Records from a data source
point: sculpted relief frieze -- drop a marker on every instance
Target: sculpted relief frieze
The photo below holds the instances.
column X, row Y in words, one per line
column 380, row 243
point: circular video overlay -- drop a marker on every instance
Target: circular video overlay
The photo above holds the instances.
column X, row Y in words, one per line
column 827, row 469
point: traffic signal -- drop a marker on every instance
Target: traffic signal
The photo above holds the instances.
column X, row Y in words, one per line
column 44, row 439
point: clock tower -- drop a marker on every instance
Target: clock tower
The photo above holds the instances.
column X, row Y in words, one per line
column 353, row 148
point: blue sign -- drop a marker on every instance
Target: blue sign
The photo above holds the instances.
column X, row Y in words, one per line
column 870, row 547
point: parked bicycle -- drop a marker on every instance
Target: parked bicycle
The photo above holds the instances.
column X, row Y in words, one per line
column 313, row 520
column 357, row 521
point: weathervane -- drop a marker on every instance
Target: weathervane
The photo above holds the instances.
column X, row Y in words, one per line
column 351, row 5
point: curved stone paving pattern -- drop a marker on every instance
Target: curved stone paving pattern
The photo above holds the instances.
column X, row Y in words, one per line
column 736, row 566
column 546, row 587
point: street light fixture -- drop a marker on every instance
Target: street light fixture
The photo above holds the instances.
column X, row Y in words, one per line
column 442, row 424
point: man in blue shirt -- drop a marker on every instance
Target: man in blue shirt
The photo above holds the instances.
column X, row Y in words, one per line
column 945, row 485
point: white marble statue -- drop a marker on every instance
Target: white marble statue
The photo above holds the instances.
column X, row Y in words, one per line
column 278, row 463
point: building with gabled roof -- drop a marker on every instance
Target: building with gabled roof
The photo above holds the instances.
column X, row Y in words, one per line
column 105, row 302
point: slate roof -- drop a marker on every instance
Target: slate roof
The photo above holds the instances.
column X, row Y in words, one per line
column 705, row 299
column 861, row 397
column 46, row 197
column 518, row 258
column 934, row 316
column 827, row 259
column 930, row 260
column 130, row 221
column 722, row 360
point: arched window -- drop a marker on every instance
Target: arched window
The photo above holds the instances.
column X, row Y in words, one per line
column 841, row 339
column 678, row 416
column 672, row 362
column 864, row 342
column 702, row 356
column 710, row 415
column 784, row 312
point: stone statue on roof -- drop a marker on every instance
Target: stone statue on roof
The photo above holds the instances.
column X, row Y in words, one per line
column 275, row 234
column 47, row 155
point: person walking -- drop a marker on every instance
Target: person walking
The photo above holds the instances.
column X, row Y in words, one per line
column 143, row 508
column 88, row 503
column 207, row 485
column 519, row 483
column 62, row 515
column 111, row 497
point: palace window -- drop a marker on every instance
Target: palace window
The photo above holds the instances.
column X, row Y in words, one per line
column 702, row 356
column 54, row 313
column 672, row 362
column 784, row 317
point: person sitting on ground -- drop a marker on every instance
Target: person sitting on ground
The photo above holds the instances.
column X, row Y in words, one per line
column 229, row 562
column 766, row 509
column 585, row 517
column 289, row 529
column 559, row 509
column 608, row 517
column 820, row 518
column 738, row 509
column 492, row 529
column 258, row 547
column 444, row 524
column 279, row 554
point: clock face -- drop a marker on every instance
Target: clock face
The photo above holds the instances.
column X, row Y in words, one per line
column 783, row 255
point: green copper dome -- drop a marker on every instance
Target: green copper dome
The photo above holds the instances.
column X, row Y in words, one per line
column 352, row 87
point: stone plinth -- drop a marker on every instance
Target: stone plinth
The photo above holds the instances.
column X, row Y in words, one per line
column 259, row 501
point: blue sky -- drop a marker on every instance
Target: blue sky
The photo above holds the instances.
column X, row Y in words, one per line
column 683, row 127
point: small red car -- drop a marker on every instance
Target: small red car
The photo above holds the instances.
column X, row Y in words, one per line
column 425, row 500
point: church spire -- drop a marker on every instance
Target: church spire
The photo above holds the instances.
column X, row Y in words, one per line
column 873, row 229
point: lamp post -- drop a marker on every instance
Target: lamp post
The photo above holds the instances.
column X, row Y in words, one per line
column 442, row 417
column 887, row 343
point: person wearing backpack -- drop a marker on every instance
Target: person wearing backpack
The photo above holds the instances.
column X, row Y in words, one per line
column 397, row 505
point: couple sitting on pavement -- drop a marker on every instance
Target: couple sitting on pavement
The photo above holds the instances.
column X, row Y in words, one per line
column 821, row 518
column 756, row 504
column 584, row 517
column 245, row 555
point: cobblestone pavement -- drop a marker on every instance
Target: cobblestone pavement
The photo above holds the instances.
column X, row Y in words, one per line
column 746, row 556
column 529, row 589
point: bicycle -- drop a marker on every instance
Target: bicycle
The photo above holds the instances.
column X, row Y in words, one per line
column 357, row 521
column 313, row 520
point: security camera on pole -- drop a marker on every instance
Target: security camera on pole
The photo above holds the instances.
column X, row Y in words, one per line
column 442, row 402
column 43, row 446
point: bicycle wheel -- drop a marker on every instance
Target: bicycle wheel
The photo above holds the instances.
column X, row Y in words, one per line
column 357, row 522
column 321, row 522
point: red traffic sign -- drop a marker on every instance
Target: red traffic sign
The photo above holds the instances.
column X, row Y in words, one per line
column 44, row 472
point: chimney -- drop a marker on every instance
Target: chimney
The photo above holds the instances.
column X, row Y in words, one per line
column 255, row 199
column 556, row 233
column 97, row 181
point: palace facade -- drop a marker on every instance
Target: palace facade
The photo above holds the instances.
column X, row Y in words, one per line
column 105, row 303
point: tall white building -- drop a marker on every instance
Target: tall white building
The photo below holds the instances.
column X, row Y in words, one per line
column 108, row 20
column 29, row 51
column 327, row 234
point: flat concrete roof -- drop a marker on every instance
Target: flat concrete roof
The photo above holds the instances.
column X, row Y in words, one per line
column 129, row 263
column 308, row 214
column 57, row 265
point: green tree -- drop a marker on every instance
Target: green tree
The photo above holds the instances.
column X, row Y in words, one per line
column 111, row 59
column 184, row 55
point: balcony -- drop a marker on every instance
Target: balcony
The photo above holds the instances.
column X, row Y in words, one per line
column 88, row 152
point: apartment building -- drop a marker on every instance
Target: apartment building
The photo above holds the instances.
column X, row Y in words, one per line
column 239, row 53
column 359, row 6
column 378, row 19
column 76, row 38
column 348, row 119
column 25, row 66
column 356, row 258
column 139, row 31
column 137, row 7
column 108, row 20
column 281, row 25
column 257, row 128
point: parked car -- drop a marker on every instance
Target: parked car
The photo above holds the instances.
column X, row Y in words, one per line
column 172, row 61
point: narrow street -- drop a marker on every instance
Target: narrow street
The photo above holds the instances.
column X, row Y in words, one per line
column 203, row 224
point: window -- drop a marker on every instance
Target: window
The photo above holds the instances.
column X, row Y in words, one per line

**TASK DESCRIPTION:** Output every record verbatim.

**EXERCISE RESPONSE:**
point: sculpted relief frieze -- drop a marker on every instance
Target: sculpted relief frieze
The photo below holds the instances.
column X, row Y in words, one per line
column 380, row 243
point: circular video overlay -- drop a marker on every instance
Target: circular video overlay
The photo above holds the instances.
column X, row Y in words, one per line
column 827, row 469
point: traffic signal -- drop a marker on every instance
Target: traffic signal
The photo above holds the instances.
column X, row Y in words, one per line
column 44, row 439
point: clock tower -- drop a marker on every instance
Target: clock tower
The photo above holds the instances.
column X, row Y in words, one per line
column 353, row 148
point: blue sign -- drop a marker on every instance
Target: blue sign
The photo above holds the instances.
column X, row Y in words, one per line
column 870, row 547
point: parked bicycle -- drop a marker on every instance
Target: parked bicycle
The photo above holds the instances.
column X, row Y in words, one per line
column 313, row 520
column 357, row 521
point: weathervane -- drop a marker on every instance
Target: weathervane
The photo above holds the instances.
column X, row Y in words, one per line
column 351, row 5
point: curved stone paving pattern -- drop a marker on every instance
Target: curved stone paving pattern
The photo above holds the instances.
column X, row Y in words, one per line
column 736, row 566
column 546, row 587
point: street light fixture -- drop a marker on every instance
Target: street light fixture
The photo above holds the instances.
column X, row Y in words, one per line
column 442, row 424
point: man in blue shirt -- drop a marker on every instance
Target: man in blue shirt
The photo above holds the instances.
column X, row Y in words, one per line
column 945, row 485
point: white marble statue -- drop a marker on every instance
Target: white marble statue
The photo above holds the instances.
column X, row Y in words, one per line
column 278, row 463
point: building with gabled roof -- drop a marker on every instance
Target: building with gabled roof
The photo above holds the instances.
column X, row Y in words, one per line
column 105, row 302
point: slate roof -- drop a marker on every instance
Target: slate roof
The photo above holds the instances.
column X, row Y in words, one per line
column 705, row 299
column 861, row 397
column 46, row 197
column 518, row 258
column 934, row 316
column 827, row 259
column 930, row 260
column 130, row 221
column 722, row 360
point: arched window -- drop a marker on every instance
Target: arched window
The photo above holds the instances.
column X, row Y in words, one per line
column 841, row 339
column 678, row 416
column 672, row 362
column 864, row 342
column 702, row 356
column 710, row 415
column 784, row 312
point: stone statue on roof -- drop a marker on every instance
Target: stone statue on roof
The photo above holds the instances.
column X, row Y in words, one per line
column 275, row 234
column 47, row 155
point: person walking -- drop a marker on every instance
Target: person walking
The photo above holds the instances.
column X, row Y in words, one per line
column 143, row 508
column 88, row 503
column 207, row 485
column 519, row 483
column 62, row 515
column 111, row 497
point: palace window -- drop a marker on every instance
Target: palace window
The photo above holds the instances.
column X, row Y in words, one per line
column 702, row 356
column 54, row 313
column 672, row 362
column 784, row 317
point: person sitting on ground -- drop a marker on every instance
Target: person sitting on ground
The photo above holds the instances.
column X, row Y in words, one per line
column 229, row 562
column 766, row 509
column 585, row 517
column 289, row 529
column 559, row 509
column 608, row 517
column 820, row 518
column 738, row 509
column 492, row 529
column 258, row 547
column 444, row 524
column 279, row 554
point: clock face -- drop a marker on every instance
Target: clock face
The photo above holds the instances.
column X, row Y in words, one per line
column 783, row 255
point: green copper dome -- drop a marker on every instance
Target: green copper dome
The photo above holds the instances.
column X, row Y in words, one per line
column 352, row 87
point: stone plinth -- drop a marker on every instance
Target: stone plinth
The photo above holds the instances.
column X, row Y in words, one per line
column 259, row 501
point: blue sky -- drop a marker on every instance
Target: blue sky
The photo above holds the instances.
column X, row Y in words, one per line
column 683, row 127
point: small red car -- drop a marker on every instance
Target: small red car
The photo above holds the instances.
column X, row Y in words, one per line
column 425, row 500
point: church spire -- drop a marker on every instance
Target: church spire
The photo above holds the instances.
column X, row Y in words, one per line
column 873, row 229
point: lamp post -- drop a marker on every instance
Target: lamp post
The photo above holds the instances.
column X, row Y in words, one per line
column 442, row 417
column 887, row 343
point: person wearing backpack -- drop a marker on every instance
Target: person wearing backpack
The photo above holds the instances.
column X, row Y in words, one per line
column 397, row 505
point: couple sitting on pavement -- drop a marker on every instance
Target: couple sitting on pavement
The photo above holds the instances.
column X, row Y in words, one per line
column 821, row 518
column 756, row 504
column 584, row 517
column 245, row 555
point: cobblestone pavement -- drop a marker on every instance
Target: cobblestone pavement
The photo above holds the instances.
column X, row Y in words, one per line
column 746, row 556
column 529, row 589
point: bicycle -- drop a marker on every instance
Target: bicycle
The photo above holds the instances.
column X, row Y in words, one per line
column 357, row 521
column 313, row 520
point: security camera on pole -- drop a marker on every instance
Target: security camera on pole
The photo above holds the instances.
column X, row Y in words, one per line
column 442, row 402
column 43, row 446
point: bicycle wheel -- drop a marker on every instance
Target: bicycle wheel
The photo above holds the instances.
column X, row Y in words, one per line
column 357, row 522
column 321, row 522
point: red traffic sign -- drop a marker on every instance
Target: red traffic sign
The photo above holds the instances.
column X, row Y in words, one per line
column 44, row 472
point: chimney -- drop a marker on every instance
Target: chimney
The photo above holds the instances.
column X, row Y in words, one per line
column 255, row 199
column 556, row 233
column 97, row 181
point: palace facade -- drop a marker on every instance
Target: palace facade
The photo above holds the instances.
column X, row Y in words, one per line
column 105, row 303
point: tall white building -- drop a marker on every instance
Target: tall white building
The photo below holds the instances.
column X, row Y in words, one per line
column 108, row 20
column 29, row 51
column 327, row 234
point: flat concrete roof -- drop a marker on every instance
Target: flat concrete roof
The photo above holds the instances.
column X, row Y in words, one per line
column 129, row 263
column 308, row 214
column 57, row 265
point: green tree -- drop a marker on every instance
Target: green tree
The photo above holds the instances.
column X, row Y in words, one per line
column 111, row 59
column 184, row 55
point: balcony -- drop a marker on every instance
Target: balcony
The photo above holds the instances.
column X, row Y in words, one per line
column 88, row 152
point: apartment building -- drop a marker on every instance
Target: apartment building
The photo above holds the instances.
column X, row Y in words, one per line
column 239, row 53
column 359, row 6
column 378, row 19
column 76, row 38
column 348, row 119
column 25, row 66
column 356, row 258
column 139, row 31
column 137, row 7
column 108, row 20
column 281, row 25
column 257, row 128
point: parked car -- drop a marker on every instance
Target: parked car
The photo above holds the instances.
column X, row Y in words, one per line
column 172, row 61
point: narrow street -- drop a marker on every instance
Target: narrow street
The photo above holds the instances.
column X, row Y in words, one per line
column 203, row 224
point: window -- drop a marker on every instance
Target: window
The photo above holds the instances.
column X, row Y in words, one per line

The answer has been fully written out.